- **YOUR GOAL**:
Set down all of the entries below exactly, and omit the pictures.
────────
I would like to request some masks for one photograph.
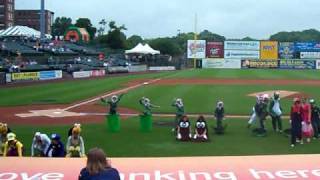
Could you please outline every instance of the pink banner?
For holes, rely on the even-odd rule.
[[[100,76],[105,76],[106,71],[105,70],[93,70],[91,71],[91,76],[92,77],[100,77]]]
[[[0,179],[73,180],[86,159],[0,158]],[[320,155],[115,158],[122,180],[320,179]]]

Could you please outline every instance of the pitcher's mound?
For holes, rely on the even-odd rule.
[[[274,92],[279,92],[280,98],[309,97],[307,94],[303,94],[297,91],[286,91],[286,90],[271,90],[271,91],[256,92],[256,93],[248,94],[248,96],[256,97],[259,94],[268,94],[269,97],[272,97]]]

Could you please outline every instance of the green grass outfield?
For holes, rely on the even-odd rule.
[[[154,118],[154,121],[159,120]],[[164,119],[161,120],[164,121]],[[212,119],[208,119],[208,122],[210,126],[215,124]],[[269,129],[267,137],[254,137],[251,130],[246,128],[246,120],[232,119],[226,122],[228,123],[226,134],[214,135],[210,128],[211,141],[206,143],[177,142],[171,132],[171,127],[154,126],[151,133],[141,133],[138,118],[122,121],[122,129],[119,133],[107,132],[106,126],[100,124],[83,125],[82,136],[87,150],[98,146],[111,157],[234,156],[320,152],[320,140],[291,148],[288,137],[271,131],[270,121],[267,121]],[[285,120],[284,124],[287,127],[288,121]],[[194,123],[192,125],[194,126]],[[13,128],[23,142],[27,155],[30,155],[34,132],[41,131],[48,134],[57,132],[66,142],[70,126],[15,126]]]

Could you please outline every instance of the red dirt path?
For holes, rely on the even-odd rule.
[[[137,85],[146,82],[150,79],[132,81],[126,86]],[[320,80],[244,80],[244,79],[162,79],[153,84],[156,85],[187,85],[187,84],[201,84],[201,85],[308,85],[308,86],[320,86]],[[6,122],[9,124],[23,124],[23,125],[52,125],[52,124],[73,124],[75,122],[80,123],[102,123],[104,117],[101,115],[87,115],[78,117],[63,117],[63,118],[49,118],[49,117],[31,117],[21,118],[16,116],[19,113],[28,113],[30,110],[47,110],[66,108],[69,105],[29,105],[29,106],[16,106],[16,107],[0,107],[0,122]],[[73,112],[81,113],[105,113],[107,108],[90,103],[80,107],[72,109]],[[125,114],[137,114],[138,112],[119,108],[119,112]],[[126,117],[122,117],[126,118]]]

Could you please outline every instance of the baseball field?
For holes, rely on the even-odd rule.
[[[320,72],[316,70],[183,70],[150,74],[123,75],[101,79],[11,85],[0,88],[0,122],[7,122],[26,147],[27,155],[33,134],[37,131],[59,133],[66,141],[68,129],[82,123],[86,149],[102,147],[112,157],[222,156],[316,154],[320,140],[310,144],[289,146],[289,138],[273,132],[267,120],[268,135],[255,137],[247,129],[255,94],[281,92],[285,115],[293,97],[309,97],[320,101]],[[100,97],[125,93],[120,102],[121,131],[110,133],[105,124],[107,107]],[[160,108],[154,109],[154,128],[139,131],[142,107],[138,100],[148,97]],[[192,122],[206,115],[210,125],[210,141],[177,142],[171,126],[174,98],[184,100]],[[226,134],[215,135],[211,127],[218,100],[225,103],[228,117]],[[284,117],[285,128],[289,119]],[[193,124],[194,125],[194,124]]]

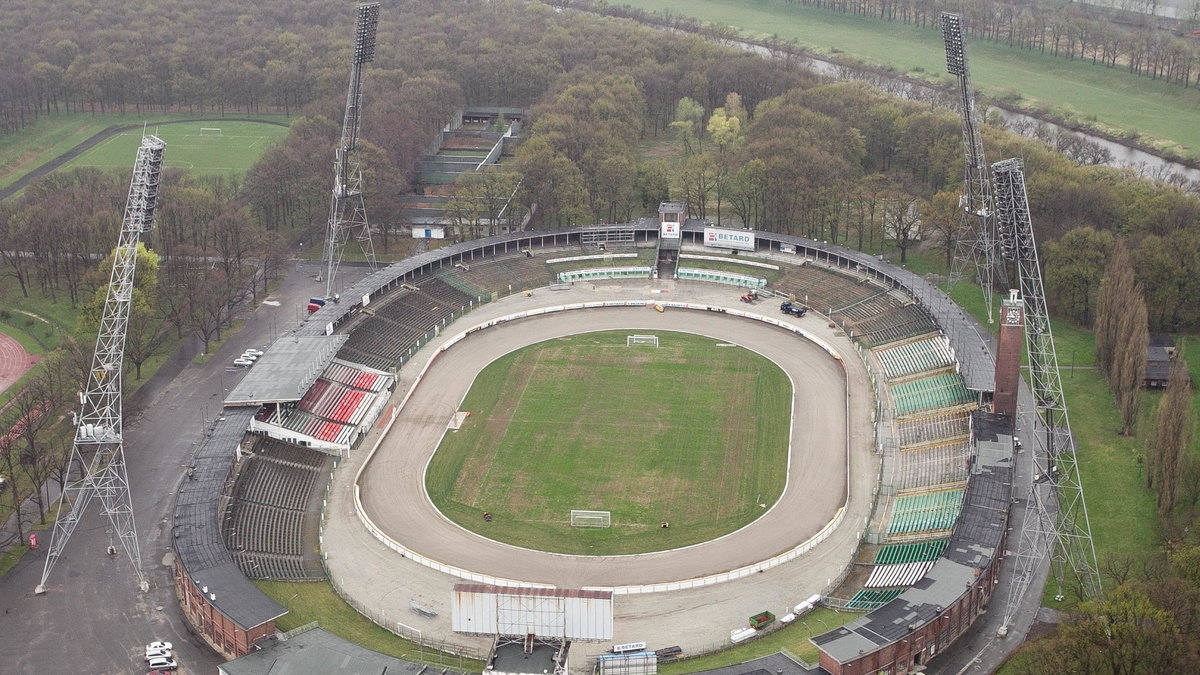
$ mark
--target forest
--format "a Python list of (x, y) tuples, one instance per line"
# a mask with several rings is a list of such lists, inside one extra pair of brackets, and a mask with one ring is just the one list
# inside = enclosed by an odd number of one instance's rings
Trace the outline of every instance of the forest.
[[(381, 249), (410, 250), (401, 200), (413, 192), (437, 131), (475, 104), (531, 110), (515, 156), (503, 165), (513, 175), (498, 181), (519, 180), (516, 199), (522, 213), (533, 214), (530, 227), (626, 222), (670, 198), (686, 202), (691, 216), (726, 226), (834, 241), (899, 263), (921, 251), (940, 260), (942, 271), (949, 267), (962, 190), (956, 115), (862, 83), (821, 80), (786, 60), (556, 4), (385, 5), (376, 61), (365, 76), (362, 151)], [(896, 3), (897, 16), (905, 16), (902, 6)], [(7, 133), (40, 116), (93, 111), (295, 116), (288, 136), (244, 176), (165, 174), (145, 252), (147, 281), (131, 320), (131, 366), (140, 368), (138, 359), (164, 349), (171, 336), (194, 335), (205, 345), (219, 339), (296, 247), (321, 241), (353, 11), (354, 3), (325, 0), (158, 0), (145, 7), (28, 0), (0, 9), (0, 127)], [(1004, 33), (991, 24), (973, 30)], [(992, 120), (984, 142), (991, 161), (1025, 161), (1056, 315), (1092, 326), (1101, 281), (1120, 250), (1142, 289), (1149, 330), (1200, 328), (1194, 193), (1101, 166), (1098, 153), (1069, 136), (1024, 138)], [(12, 282), (5, 288), (33, 289), (81, 310), (95, 302), (102, 280), (95, 270), (116, 240), (127, 181), (127, 172), (60, 172), (0, 203), (0, 276)], [(87, 335), (81, 314), (80, 335)], [(71, 405), (70, 382), (78, 381), (71, 375), (86, 363), (79, 343), (87, 341), (67, 341), (51, 359), (57, 365), (0, 418), (45, 420), (4, 437), (12, 463), (5, 471), (24, 471), (26, 485), (61, 472), (63, 439), (53, 423)], [(47, 413), (43, 401), (57, 412)], [(18, 481), (8, 485), (9, 501), (19, 504)], [(1181, 551), (1195, 549), (1186, 531)], [(1178, 570), (1171, 578), (1195, 595), (1200, 563), (1178, 559), (1155, 569), (1163, 578), (1168, 568)], [(1137, 602), (1165, 602), (1135, 590)], [(1180, 630), (1182, 619), (1173, 621)], [(1193, 637), (1197, 627), (1187, 628)], [(1188, 649), (1194, 658), (1195, 647)]]

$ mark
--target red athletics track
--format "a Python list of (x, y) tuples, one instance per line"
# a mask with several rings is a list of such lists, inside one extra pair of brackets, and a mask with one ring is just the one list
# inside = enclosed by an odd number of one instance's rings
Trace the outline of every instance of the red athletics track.
[(0, 392), (21, 379), (42, 357), (25, 351), (20, 342), (0, 333)]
────────
- **EXERCISE ANSWER**:
I would like to request some masks for one photograph.
Could you please outline every instance of the pink banner?
For holes, rely on the even-odd rule.
[[[100,76],[105,76],[106,71],[105,70],[93,70],[91,71],[91,76],[92,77],[100,77]]]
[[[0,179],[73,180],[86,159],[0,158]],[[320,155],[115,158],[122,180],[320,179]]]

Could you please outline every instance of the pitcher's mound?
For holes, rely on the even-odd rule.
[[[274,92],[279,92],[280,98],[309,97],[307,94],[303,94],[297,91],[286,91],[286,90],[271,90],[271,91],[256,92],[256,93],[248,94],[248,96],[256,97],[259,94],[268,94],[269,97],[272,97]]]

Could you please outline every instance of the green grass outfield?
For holes, rely on the even-odd rule.
[[[154,118],[154,121],[159,120]],[[164,119],[161,120],[164,121]],[[212,119],[208,119],[208,122],[210,126],[215,124]],[[269,129],[267,137],[254,137],[251,130],[246,128],[246,120],[232,119],[226,122],[228,123],[226,134],[214,135],[210,128],[211,141],[206,143],[177,142],[171,132],[171,127],[154,126],[151,133],[141,133],[138,118],[122,121],[122,129],[119,133],[107,132],[106,126],[100,124],[83,125],[82,136],[87,150],[98,146],[111,157],[234,156],[320,152],[320,140],[291,148],[288,137],[271,131],[270,121],[267,121]],[[285,120],[284,124],[287,127],[288,121]],[[194,123],[192,125],[194,126]],[[13,128],[23,142],[27,155],[30,155],[34,132],[41,131],[48,134],[57,132],[66,142],[70,126],[15,126]]]

Could you please outline every instance of the red dirt path?
For holes, rely on the even-odd rule.
[[[137,85],[146,82],[150,79],[132,81],[126,86]],[[320,80],[244,80],[244,79],[162,79],[153,84],[156,85],[187,85],[187,84],[201,84],[201,85],[308,85],[308,86],[320,86]],[[6,122],[9,124],[23,124],[23,125],[52,125],[52,124],[73,124],[75,122],[80,123],[102,123],[104,117],[101,115],[87,115],[78,117],[63,117],[63,118],[49,118],[49,117],[31,117],[21,118],[16,116],[19,113],[28,113],[30,110],[47,110],[66,108],[69,105],[29,105],[29,106],[16,106],[16,107],[0,107],[0,122]],[[73,112],[81,113],[105,113],[107,108],[90,103],[80,107],[72,109]],[[125,114],[137,114],[138,112],[119,108],[119,112]],[[126,117],[122,117],[126,118]]]

Could you please outline every instance of the baseball field?
For holes, rely on the even-odd rule.
[[[320,72],[316,70],[183,70],[150,74],[123,75],[101,79],[11,85],[0,88],[0,122],[7,122],[26,147],[27,155],[33,134],[37,131],[59,133],[66,141],[68,129],[82,123],[86,149],[102,147],[112,157],[222,156],[316,154],[320,140],[310,144],[289,146],[289,138],[273,132],[267,120],[268,135],[255,137],[247,129],[255,94],[281,92],[285,115],[293,97],[309,97],[320,101]],[[100,97],[125,93],[120,102],[121,131],[110,133],[105,124],[107,107]],[[160,108],[154,109],[154,128],[139,131],[142,107],[138,100],[148,97]],[[192,122],[206,115],[210,125],[210,141],[177,142],[171,126],[174,98],[184,100]],[[226,134],[215,135],[211,127],[218,100],[225,103],[228,117]],[[284,117],[285,128],[289,119]],[[193,124],[194,125],[194,124]]]

$ mark
--target forest
--format "a Python list of (x, y) tuples, one instance per line"
# a mask with several rings is a list of such lists, inside one extra pair of brackets, and a mask with one ring is just the one list
# inside = enclosed by an odd number of one instance's rings
Trace the outline of every instance of the forest.
[[(381, 249), (410, 250), (401, 200), (413, 192), (437, 131), (475, 104), (531, 110), (515, 156), (503, 165), (513, 175), (498, 181), (519, 180), (516, 199), (522, 213), (533, 214), (530, 227), (626, 222), (670, 198), (686, 202), (691, 216), (726, 226), (834, 241), (899, 263), (921, 251), (940, 260), (942, 271), (949, 267), (962, 190), (956, 115), (862, 83), (821, 80), (786, 60), (556, 4), (385, 5), (376, 61), (365, 76), (362, 151)], [(896, 3), (897, 16), (905, 16), (902, 6)], [(7, 133), (40, 116), (93, 111), (295, 116), (288, 136), (244, 176), (165, 174), (145, 252), (147, 281), (131, 320), (131, 366), (140, 368), (138, 359), (164, 349), (171, 336), (194, 335), (205, 345), (219, 339), (296, 247), (321, 241), (353, 11), (354, 3), (325, 0), (158, 0), (145, 7), (28, 0), (0, 9), (0, 127)], [(1004, 33), (991, 24), (973, 30)], [(992, 120), (984, 142), (991, 161), (1025, 161), (1056, 315), (1092, 326), (1101, 281), (1120, 250), (1142, 289), (1149, 330), (1200, 328), (1194, 193), (1101, 166), (1098, 153), (1069, 136), (1024, 138)], [(12, 282), (5, 288), (33, 289), (81, 310), (95, 302), (102, 280), (95, 270), (116, 240), (127, 181), (127, 172), (60, 172), (0, 203), (0, 276)], [(87, 335), (81, 314), (80, 335)], [(71, 405), (70, 382), (78, 381), (71, 375), (86, 363), (79, 343), (87, 341), (67, 341), (51, 359), (57, 365), (0, 418), (45, 420), (4, 437), (12, 463), (5, 471), (24, 471), (26, 485), (61, 472), (63, 439), (53, 423)], [(47, 413), (43, 401), (57, 412)], [(18, 481), (8, 485), (9, 501), (19, 504)], [(1181, 551), (1195, 549), (1186, 531)], [(1178, 570), (1171, 578), (1195, 595), (1200, 563), (1178, 559), (1155, 569), (1163, 578), (1168, 568)], [(1137, 602), (1165, 602), (1135, 590)], [(1180, 630), (1182, 619), (1173, 621)], [(1193, 637), (1197, 627), (1187, 628)], [(1188, 649), (1194, 658), (1195, 647)]]

$ mark
--target red athletics track
--format "a Python list of (x, y) tuples, one instance per line"
# a mask with several rings is a list of such lists, inside one extra pair of brackets, and a mask with one ring is just the one list
# inside = enclosed by an odd number of one instance's rings
Trace the outline of every instance of the red athletics track.
[(0, 392), (21, 379), (42, 357), (25, 351), (20, 342), (0, 333)]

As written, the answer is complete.